* [Your task]: The response should consist of every line below, unchanged.

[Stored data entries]
▶

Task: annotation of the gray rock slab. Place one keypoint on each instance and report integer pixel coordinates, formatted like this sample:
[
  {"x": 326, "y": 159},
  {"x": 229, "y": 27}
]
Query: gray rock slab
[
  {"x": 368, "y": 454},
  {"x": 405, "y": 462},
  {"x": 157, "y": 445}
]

◀

* [Answer section]:
Task: annotation of the gray rock slab. Place one keypoint on each instance and report integer pixel coordinates, formatted like this sample:
[
  {"x": 326, "y": 159},
  {"x": 229, "y": 27}
]
Query: gray rock slab
[
  {"x": 368, "y": 454},
  {"x": 405, "y": 462},
  {"x": 157, "y": 445}
]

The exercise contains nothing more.